STORED RECORDS:

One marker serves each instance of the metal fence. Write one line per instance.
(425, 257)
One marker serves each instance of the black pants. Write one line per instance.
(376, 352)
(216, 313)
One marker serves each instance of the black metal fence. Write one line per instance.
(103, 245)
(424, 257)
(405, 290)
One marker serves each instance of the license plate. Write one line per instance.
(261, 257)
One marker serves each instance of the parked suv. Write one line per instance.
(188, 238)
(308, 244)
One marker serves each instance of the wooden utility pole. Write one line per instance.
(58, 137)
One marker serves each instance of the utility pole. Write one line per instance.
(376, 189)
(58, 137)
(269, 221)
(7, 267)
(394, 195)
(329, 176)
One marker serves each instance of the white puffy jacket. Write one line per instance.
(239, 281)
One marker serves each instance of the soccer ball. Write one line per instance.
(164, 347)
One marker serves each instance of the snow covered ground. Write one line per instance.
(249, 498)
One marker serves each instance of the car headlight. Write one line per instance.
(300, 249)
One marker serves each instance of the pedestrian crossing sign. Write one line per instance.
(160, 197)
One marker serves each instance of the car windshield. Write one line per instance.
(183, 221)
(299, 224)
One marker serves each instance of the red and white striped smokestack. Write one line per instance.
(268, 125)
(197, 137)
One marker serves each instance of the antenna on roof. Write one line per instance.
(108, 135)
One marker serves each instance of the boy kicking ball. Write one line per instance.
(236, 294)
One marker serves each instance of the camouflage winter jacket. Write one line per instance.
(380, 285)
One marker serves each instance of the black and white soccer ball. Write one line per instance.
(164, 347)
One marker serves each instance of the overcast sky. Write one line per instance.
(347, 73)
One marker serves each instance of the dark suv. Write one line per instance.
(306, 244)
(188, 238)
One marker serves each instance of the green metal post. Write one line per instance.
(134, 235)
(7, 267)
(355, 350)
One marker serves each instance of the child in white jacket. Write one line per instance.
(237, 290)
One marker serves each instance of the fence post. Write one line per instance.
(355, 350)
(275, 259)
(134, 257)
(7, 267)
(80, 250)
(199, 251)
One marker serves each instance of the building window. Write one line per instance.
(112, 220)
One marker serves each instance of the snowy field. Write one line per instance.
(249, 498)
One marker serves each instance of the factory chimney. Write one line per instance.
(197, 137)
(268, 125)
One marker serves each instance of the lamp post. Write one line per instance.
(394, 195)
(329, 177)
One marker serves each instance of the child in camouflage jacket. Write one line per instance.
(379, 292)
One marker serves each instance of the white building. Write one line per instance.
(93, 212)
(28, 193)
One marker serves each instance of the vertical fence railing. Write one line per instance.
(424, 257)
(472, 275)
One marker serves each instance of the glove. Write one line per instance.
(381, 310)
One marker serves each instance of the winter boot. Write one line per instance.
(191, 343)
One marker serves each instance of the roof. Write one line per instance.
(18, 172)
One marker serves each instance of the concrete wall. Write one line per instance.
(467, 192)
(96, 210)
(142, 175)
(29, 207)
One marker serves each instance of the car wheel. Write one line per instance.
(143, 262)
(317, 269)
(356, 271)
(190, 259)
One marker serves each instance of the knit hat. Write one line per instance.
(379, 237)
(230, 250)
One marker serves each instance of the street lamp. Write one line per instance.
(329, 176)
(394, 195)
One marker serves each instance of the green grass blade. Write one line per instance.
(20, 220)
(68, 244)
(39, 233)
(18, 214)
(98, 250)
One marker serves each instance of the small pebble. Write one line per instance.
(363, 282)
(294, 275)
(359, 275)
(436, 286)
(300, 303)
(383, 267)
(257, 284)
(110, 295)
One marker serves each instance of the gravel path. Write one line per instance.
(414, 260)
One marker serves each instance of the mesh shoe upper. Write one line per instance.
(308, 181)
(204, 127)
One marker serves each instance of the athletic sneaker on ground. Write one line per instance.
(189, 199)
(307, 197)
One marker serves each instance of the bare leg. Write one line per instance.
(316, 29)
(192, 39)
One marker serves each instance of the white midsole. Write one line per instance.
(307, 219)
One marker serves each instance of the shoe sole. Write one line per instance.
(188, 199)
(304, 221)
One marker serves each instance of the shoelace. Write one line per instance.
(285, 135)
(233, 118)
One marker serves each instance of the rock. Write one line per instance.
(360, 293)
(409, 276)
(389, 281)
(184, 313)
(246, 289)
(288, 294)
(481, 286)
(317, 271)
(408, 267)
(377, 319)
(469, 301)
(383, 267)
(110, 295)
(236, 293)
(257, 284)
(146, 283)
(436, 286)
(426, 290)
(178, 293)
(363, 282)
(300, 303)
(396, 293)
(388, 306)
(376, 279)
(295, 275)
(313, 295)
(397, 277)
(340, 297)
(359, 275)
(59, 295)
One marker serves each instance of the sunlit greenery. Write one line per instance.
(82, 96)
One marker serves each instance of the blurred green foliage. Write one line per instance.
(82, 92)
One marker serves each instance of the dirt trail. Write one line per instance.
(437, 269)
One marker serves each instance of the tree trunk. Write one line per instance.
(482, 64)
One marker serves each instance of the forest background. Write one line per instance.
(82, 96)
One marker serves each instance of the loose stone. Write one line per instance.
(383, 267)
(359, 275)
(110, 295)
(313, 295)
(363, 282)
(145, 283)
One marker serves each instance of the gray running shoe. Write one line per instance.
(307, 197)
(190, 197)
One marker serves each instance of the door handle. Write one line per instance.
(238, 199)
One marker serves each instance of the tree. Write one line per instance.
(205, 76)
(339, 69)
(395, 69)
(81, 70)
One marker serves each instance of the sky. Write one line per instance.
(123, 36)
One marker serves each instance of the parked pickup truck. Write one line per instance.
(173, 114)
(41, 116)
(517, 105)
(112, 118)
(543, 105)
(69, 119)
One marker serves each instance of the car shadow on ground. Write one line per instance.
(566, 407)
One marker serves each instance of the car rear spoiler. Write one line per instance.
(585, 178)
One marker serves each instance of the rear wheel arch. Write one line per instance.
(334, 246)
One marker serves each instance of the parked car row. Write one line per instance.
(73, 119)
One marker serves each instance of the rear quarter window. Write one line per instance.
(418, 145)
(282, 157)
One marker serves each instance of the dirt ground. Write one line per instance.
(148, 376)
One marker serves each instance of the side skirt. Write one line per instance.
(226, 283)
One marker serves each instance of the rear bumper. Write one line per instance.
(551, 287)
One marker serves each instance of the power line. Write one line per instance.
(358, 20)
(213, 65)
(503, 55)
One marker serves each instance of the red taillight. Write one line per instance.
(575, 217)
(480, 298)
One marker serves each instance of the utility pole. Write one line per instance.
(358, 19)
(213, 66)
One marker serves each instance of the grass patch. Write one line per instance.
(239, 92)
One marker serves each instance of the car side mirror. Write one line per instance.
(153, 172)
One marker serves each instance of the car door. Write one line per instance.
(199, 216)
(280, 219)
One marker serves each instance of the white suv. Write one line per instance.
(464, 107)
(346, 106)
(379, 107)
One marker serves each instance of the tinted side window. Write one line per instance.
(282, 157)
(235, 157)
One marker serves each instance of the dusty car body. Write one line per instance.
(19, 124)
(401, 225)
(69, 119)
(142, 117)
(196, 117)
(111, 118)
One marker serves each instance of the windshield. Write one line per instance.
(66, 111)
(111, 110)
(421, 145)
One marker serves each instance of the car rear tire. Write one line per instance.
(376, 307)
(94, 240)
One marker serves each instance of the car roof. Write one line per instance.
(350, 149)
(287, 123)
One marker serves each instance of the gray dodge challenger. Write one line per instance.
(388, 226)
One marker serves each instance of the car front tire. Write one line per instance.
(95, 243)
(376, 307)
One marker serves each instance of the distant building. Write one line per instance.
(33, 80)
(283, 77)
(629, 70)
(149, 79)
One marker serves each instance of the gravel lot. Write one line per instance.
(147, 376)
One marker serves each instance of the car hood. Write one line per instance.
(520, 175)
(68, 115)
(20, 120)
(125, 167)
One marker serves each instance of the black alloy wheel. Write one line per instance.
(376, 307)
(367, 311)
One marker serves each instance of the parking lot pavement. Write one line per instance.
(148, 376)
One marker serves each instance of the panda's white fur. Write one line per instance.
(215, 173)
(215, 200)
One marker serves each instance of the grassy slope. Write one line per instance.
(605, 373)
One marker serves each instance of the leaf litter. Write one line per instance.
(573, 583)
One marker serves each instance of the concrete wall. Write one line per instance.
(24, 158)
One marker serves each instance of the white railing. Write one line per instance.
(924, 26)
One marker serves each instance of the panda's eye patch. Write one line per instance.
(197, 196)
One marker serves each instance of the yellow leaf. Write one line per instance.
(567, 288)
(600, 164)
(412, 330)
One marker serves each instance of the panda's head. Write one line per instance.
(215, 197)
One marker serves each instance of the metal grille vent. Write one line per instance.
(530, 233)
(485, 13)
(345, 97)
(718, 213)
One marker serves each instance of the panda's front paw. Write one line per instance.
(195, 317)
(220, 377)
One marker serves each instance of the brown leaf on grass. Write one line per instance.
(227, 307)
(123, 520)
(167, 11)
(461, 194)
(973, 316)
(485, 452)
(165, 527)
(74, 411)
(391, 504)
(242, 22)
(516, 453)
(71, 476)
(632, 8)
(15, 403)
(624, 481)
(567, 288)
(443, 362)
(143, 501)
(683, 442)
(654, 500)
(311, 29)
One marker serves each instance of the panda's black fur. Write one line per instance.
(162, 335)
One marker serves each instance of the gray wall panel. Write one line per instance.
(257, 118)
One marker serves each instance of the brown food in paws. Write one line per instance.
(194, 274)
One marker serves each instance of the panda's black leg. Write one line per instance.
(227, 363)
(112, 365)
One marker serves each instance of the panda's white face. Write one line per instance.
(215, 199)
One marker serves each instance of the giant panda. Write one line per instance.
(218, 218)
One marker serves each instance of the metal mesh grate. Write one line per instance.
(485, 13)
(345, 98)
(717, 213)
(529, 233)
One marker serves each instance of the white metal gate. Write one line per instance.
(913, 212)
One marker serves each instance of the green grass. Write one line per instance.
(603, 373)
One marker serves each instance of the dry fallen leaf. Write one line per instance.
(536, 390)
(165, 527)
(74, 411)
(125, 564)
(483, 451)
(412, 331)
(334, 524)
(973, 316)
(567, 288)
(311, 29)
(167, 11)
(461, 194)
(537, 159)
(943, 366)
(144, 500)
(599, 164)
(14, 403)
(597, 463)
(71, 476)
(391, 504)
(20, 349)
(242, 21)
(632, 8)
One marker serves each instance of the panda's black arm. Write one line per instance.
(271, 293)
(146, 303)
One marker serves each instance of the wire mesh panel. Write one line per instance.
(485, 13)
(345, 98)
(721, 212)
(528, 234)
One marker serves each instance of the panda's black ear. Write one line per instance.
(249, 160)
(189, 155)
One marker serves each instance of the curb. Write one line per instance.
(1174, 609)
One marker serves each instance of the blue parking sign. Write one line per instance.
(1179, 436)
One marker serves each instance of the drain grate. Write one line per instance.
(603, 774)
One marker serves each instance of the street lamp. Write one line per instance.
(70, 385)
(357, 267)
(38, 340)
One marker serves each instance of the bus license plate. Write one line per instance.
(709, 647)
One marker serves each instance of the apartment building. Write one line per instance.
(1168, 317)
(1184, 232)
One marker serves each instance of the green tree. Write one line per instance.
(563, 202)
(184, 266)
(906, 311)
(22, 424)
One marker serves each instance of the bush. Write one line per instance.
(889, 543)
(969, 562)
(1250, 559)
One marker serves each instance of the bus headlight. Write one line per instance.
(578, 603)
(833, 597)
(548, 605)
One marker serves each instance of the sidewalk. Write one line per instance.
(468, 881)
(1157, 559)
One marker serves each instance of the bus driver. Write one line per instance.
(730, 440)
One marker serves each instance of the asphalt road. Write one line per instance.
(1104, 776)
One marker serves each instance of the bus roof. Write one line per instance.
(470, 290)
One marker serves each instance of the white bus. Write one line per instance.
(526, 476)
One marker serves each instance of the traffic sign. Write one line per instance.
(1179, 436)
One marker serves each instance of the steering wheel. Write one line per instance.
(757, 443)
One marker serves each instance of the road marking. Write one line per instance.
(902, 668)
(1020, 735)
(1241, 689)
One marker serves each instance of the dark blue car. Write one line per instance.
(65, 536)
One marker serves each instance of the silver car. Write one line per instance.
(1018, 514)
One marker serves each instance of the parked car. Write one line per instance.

PROMPT: From the line containing "One marker serves each instance of the asphalt" down to the final line of the data, write out every line exactly; both the first and last of these belong in your answer, and nothing else does.

EXPECTED ANSWER:
One marker serves each instance of the asphalt road. Write one line per instance.
(1104, 776)
One marker serves each instance of the bus roof. Write one line per instance.
(470, 290)
One marker serves each instance of the white bus. Write one line per instance.
(526, 476)
One marker serves each instance of the traffic sign. Write one line per instance.
(1179, 436)
One marker serves each instance of the steering wheel. Write one line per instance.
(757, 443)
One marker serves each instance of the road marking. Write one line per instance.
(902, 668)
(1020, 735)
(1241, 689)
One marker serves each instance of the dark blue car. Write one line per instance.
(65, 536)
One marker serves each instance of the silver car. Write one line per instance.
(1018, 514)
One marker serves each instance of the parked car. Write one line per instance.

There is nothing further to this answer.